**Work item**
Compute how many lines in the data below contain "squirrel"; answer only with that number.

**Records contained in a dataset**
=-=-=-=-=
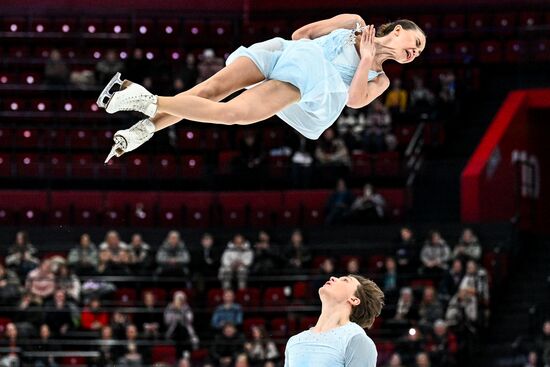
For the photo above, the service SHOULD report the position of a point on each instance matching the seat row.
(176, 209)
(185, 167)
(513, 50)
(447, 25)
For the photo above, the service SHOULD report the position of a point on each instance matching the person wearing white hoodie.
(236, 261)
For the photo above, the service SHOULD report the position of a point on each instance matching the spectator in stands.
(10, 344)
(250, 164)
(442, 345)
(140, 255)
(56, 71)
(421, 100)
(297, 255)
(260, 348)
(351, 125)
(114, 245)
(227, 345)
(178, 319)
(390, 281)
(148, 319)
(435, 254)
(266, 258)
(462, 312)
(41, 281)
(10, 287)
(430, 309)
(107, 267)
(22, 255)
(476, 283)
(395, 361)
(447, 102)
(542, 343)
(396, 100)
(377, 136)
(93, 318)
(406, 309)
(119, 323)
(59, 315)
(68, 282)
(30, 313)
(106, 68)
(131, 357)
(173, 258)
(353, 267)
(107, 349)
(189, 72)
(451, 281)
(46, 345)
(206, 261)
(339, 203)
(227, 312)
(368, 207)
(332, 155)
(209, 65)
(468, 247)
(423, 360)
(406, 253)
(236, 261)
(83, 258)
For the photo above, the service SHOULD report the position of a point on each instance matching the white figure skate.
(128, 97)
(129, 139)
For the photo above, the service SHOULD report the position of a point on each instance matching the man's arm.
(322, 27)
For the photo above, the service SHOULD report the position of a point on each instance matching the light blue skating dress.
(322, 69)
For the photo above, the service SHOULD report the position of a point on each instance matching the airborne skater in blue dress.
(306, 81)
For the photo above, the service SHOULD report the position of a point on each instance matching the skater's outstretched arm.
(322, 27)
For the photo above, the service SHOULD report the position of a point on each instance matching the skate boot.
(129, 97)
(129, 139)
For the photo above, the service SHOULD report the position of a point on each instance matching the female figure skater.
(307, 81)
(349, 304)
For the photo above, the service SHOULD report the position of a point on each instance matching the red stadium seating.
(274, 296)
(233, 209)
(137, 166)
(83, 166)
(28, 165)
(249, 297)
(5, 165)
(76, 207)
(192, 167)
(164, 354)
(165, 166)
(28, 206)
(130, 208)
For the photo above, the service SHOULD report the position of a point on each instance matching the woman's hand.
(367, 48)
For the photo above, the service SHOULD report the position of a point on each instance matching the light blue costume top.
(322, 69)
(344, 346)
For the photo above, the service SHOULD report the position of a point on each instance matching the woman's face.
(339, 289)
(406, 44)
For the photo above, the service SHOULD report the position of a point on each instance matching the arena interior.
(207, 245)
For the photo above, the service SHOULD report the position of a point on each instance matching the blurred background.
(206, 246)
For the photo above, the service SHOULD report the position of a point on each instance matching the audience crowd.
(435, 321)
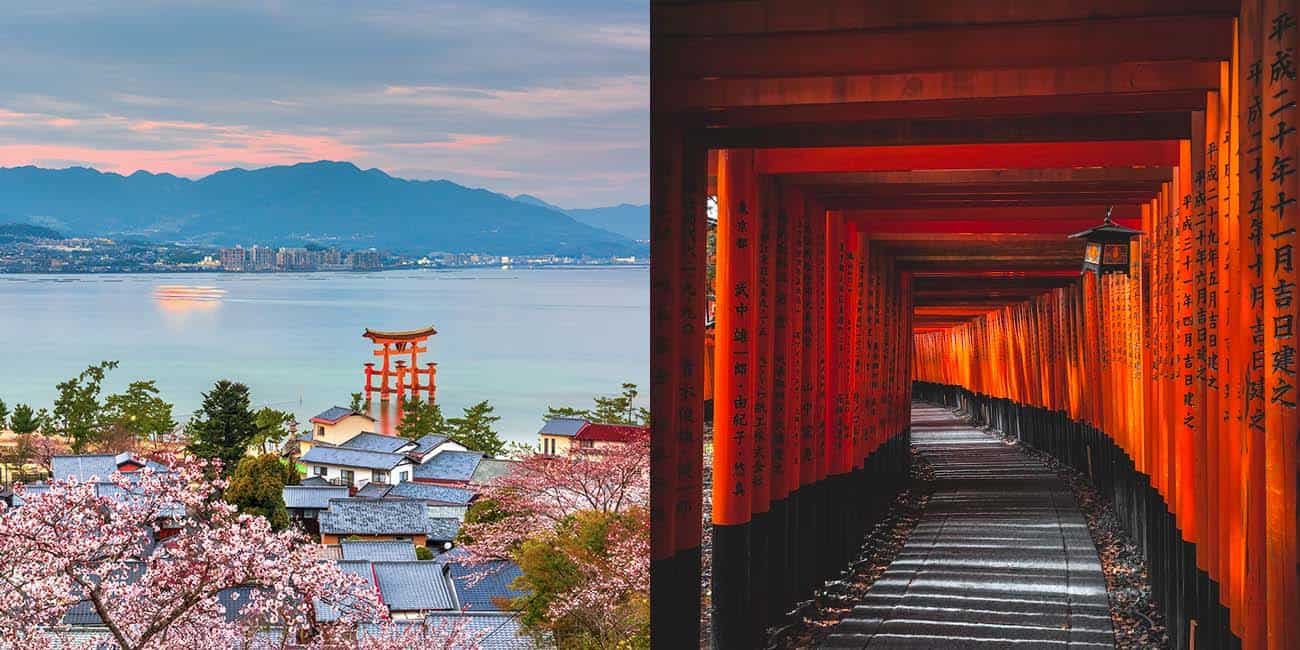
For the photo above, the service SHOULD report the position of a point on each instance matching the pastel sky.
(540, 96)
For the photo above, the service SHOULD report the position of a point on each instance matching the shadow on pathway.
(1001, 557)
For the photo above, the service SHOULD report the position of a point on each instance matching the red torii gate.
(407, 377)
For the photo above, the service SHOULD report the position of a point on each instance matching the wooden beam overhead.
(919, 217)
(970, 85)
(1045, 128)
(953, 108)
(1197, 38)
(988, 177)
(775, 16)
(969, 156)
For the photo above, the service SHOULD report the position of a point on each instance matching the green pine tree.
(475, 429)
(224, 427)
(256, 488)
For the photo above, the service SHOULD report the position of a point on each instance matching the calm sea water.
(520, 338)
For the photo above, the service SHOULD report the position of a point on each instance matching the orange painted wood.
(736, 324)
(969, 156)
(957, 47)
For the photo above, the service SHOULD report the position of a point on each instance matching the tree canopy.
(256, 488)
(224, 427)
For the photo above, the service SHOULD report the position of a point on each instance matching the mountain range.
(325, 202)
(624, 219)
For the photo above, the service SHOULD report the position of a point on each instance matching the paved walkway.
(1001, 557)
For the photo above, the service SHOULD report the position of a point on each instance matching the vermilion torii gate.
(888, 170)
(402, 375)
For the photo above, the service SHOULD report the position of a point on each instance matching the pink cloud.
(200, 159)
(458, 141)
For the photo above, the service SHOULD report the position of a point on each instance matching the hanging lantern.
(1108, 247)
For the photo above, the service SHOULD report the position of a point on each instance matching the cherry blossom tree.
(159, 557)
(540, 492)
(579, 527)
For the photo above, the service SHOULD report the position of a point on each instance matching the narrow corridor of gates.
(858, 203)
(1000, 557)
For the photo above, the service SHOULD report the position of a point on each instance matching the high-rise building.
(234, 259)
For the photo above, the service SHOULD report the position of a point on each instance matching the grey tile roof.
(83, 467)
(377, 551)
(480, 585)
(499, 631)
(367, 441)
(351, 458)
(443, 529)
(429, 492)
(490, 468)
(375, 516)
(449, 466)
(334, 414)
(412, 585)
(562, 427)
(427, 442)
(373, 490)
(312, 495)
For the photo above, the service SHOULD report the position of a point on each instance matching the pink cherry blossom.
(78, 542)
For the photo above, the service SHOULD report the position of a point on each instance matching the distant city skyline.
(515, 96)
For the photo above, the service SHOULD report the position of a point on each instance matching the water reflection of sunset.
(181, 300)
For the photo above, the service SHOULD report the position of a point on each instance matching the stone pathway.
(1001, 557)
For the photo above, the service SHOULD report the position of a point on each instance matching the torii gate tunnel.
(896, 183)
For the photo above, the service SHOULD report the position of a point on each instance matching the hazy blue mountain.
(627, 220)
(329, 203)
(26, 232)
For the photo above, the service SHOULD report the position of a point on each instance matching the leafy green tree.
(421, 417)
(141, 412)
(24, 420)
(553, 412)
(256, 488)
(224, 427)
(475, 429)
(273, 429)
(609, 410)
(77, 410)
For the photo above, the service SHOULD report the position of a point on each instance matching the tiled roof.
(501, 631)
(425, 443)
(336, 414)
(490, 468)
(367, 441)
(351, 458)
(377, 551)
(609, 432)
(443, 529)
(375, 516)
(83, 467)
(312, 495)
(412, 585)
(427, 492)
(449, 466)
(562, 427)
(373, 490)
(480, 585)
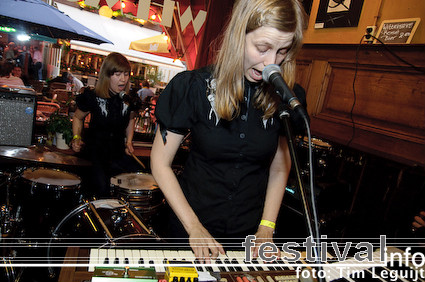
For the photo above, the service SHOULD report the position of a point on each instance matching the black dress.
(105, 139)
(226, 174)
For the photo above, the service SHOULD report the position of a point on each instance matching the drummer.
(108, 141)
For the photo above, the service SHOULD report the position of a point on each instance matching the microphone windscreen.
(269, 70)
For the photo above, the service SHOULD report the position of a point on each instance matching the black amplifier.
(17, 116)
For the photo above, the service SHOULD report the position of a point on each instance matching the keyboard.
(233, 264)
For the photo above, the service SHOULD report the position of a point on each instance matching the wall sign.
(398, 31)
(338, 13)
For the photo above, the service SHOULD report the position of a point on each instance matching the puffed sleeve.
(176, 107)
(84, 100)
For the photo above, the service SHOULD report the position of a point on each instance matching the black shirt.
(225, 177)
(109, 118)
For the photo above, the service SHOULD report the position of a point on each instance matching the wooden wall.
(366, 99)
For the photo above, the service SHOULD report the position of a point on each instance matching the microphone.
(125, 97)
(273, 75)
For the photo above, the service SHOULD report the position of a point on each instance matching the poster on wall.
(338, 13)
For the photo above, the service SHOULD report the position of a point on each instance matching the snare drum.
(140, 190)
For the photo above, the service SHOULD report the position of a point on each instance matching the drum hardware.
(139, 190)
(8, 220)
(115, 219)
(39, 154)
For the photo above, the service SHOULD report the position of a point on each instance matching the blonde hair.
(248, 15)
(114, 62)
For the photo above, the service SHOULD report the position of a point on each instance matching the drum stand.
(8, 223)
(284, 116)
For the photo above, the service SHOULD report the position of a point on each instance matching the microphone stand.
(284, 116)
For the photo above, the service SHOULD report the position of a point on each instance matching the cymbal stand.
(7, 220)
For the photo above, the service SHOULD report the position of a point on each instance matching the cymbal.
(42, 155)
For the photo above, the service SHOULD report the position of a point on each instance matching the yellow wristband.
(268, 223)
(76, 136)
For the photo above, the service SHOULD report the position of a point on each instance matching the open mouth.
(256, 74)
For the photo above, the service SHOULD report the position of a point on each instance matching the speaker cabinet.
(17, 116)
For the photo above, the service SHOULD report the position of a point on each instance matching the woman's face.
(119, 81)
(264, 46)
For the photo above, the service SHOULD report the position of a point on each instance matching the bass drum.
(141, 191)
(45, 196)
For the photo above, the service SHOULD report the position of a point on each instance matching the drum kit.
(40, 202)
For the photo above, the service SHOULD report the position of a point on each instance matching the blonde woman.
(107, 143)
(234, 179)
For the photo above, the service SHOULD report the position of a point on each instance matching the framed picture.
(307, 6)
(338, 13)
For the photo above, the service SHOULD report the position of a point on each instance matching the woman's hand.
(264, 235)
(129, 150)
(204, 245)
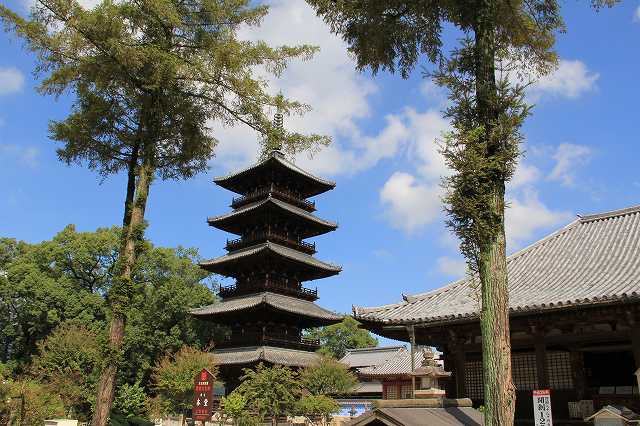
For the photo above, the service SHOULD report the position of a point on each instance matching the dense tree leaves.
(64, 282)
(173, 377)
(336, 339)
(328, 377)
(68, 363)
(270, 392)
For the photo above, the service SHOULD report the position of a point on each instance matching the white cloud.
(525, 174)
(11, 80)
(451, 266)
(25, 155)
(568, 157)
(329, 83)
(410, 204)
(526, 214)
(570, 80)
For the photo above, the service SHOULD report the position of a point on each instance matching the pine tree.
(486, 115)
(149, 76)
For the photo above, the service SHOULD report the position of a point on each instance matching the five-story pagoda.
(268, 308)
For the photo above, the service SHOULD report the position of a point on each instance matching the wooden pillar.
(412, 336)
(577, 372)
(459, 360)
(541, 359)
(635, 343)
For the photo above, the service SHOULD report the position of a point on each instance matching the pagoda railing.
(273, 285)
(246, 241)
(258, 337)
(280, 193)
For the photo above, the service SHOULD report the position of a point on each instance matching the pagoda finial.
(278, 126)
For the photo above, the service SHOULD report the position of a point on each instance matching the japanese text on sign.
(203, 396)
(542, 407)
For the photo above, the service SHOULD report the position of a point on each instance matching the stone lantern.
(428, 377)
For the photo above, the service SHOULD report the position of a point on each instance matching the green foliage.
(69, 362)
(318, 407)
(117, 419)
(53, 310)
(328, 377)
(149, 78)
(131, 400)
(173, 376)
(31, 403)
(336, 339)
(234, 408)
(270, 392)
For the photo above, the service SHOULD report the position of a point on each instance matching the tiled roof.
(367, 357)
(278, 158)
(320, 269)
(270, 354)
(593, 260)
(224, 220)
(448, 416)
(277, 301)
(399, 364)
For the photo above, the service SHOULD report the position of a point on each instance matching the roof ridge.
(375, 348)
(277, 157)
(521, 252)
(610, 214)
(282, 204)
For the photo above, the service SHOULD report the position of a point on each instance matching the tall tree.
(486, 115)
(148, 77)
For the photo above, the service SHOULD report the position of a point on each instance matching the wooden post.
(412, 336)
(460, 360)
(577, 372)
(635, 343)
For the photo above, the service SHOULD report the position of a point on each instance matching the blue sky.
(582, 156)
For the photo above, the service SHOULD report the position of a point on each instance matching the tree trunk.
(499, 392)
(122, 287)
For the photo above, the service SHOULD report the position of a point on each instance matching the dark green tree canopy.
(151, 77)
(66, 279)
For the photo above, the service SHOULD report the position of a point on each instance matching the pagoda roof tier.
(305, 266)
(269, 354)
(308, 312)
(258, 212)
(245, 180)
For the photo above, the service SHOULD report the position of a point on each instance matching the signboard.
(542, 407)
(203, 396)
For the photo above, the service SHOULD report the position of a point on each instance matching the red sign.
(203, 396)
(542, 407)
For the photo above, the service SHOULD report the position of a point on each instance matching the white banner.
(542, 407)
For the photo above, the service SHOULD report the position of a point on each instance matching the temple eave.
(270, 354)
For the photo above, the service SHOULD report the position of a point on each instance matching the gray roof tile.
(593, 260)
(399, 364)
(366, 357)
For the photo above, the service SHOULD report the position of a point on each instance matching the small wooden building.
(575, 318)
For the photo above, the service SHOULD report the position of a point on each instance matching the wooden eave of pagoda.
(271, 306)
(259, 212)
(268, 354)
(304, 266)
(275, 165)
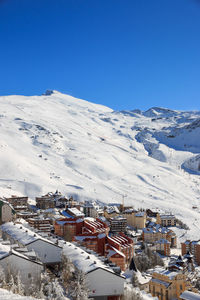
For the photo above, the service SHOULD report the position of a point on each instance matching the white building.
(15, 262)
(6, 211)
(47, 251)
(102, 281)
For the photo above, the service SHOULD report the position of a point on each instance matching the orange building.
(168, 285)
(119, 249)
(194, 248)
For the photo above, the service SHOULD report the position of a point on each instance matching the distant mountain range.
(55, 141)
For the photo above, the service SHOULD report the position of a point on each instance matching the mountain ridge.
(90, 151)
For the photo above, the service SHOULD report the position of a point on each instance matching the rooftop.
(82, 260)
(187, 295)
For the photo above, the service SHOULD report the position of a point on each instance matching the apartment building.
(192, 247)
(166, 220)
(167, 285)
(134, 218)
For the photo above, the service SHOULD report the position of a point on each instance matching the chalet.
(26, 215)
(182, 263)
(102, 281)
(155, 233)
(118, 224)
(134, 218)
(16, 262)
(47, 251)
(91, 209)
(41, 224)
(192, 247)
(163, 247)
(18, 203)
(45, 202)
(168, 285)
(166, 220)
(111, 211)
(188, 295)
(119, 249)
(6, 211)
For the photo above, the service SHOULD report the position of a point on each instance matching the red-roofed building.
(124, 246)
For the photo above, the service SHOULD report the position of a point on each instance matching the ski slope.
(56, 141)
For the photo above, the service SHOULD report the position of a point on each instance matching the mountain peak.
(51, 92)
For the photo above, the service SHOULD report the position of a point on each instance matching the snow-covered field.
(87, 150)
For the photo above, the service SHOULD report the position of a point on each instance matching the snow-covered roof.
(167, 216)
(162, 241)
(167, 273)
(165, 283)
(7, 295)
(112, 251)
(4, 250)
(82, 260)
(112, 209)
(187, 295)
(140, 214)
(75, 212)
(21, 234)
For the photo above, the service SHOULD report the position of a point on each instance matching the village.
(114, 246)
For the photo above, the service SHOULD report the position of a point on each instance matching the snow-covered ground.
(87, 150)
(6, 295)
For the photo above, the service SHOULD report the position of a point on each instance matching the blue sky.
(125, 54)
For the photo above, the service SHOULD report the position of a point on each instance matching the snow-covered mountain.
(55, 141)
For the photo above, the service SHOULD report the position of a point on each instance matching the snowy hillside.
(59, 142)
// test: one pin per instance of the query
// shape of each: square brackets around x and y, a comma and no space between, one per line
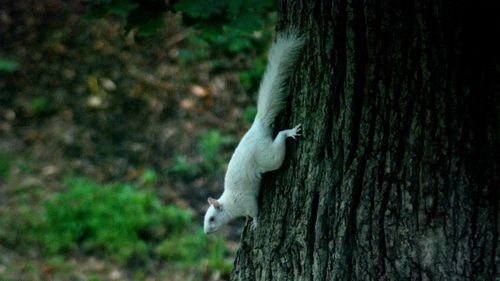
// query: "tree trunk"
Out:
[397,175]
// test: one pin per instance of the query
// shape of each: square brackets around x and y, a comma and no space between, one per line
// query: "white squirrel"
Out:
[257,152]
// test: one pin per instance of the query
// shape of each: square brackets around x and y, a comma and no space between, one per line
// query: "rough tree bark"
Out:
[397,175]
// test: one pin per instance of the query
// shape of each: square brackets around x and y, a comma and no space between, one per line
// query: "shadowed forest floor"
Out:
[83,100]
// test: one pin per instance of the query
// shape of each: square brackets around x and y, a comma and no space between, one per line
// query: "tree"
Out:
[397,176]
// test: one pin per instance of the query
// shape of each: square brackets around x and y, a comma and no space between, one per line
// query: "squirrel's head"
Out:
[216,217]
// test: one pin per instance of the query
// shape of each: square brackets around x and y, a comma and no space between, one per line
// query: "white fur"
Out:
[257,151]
=-=-=-=-=
**Result of the task**
2